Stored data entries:
:::
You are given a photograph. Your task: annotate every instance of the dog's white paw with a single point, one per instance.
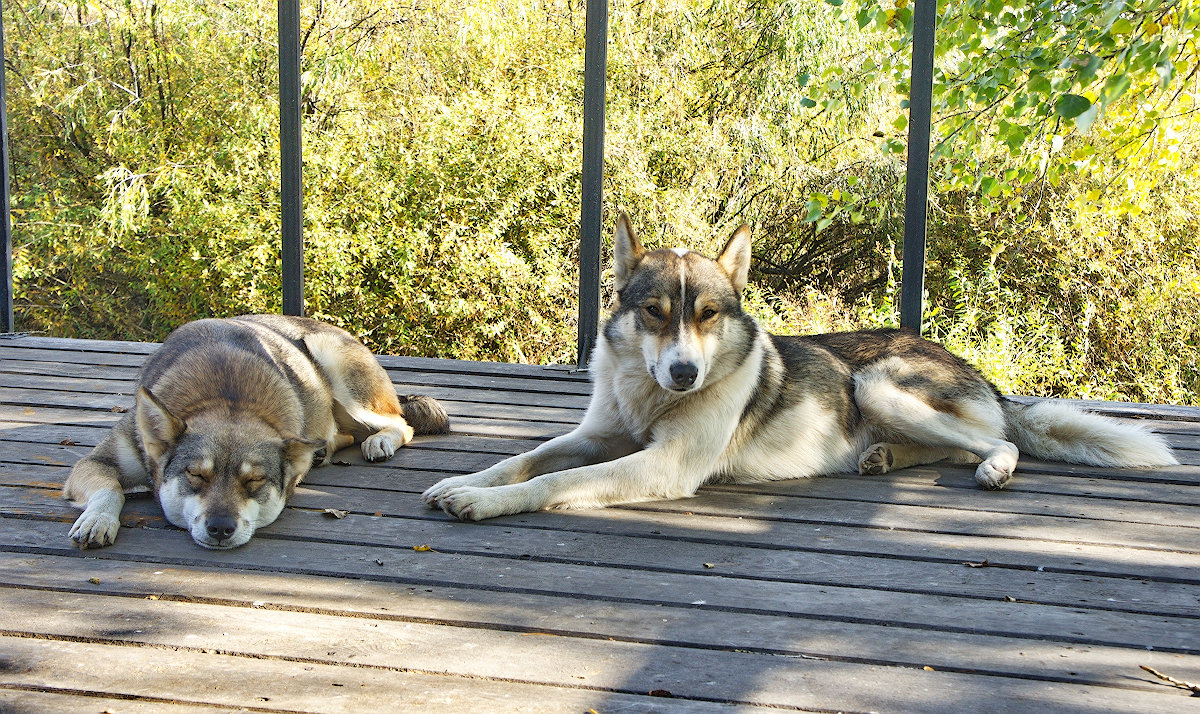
(95, 529)
(876, 460)
(433, 495)
(381, 447)
(471, 503)
(993, 475)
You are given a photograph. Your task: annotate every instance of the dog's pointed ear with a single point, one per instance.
(159, 427)
(735, 258)
(627, 251)
(298, 455)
:::
§ **TASK OBJECTIVE**:
Output every line of the records above word for word, and leave the pictures out.

§ **COMPLETE ANSWER**:
You are given a photograph. Your task: annotate every instance of the dog's white paw with a single point, one per instance.
(95, 529)
(876, 460)
(433, 495)
(381, 447)
(471, 503)
(993, 475)
You are given a photograph. Your task: annotate every instance of the dog's pointed ear with a single point, one per instance.
(159, 427)
(735, 258)
(627, 251)
(298, 455)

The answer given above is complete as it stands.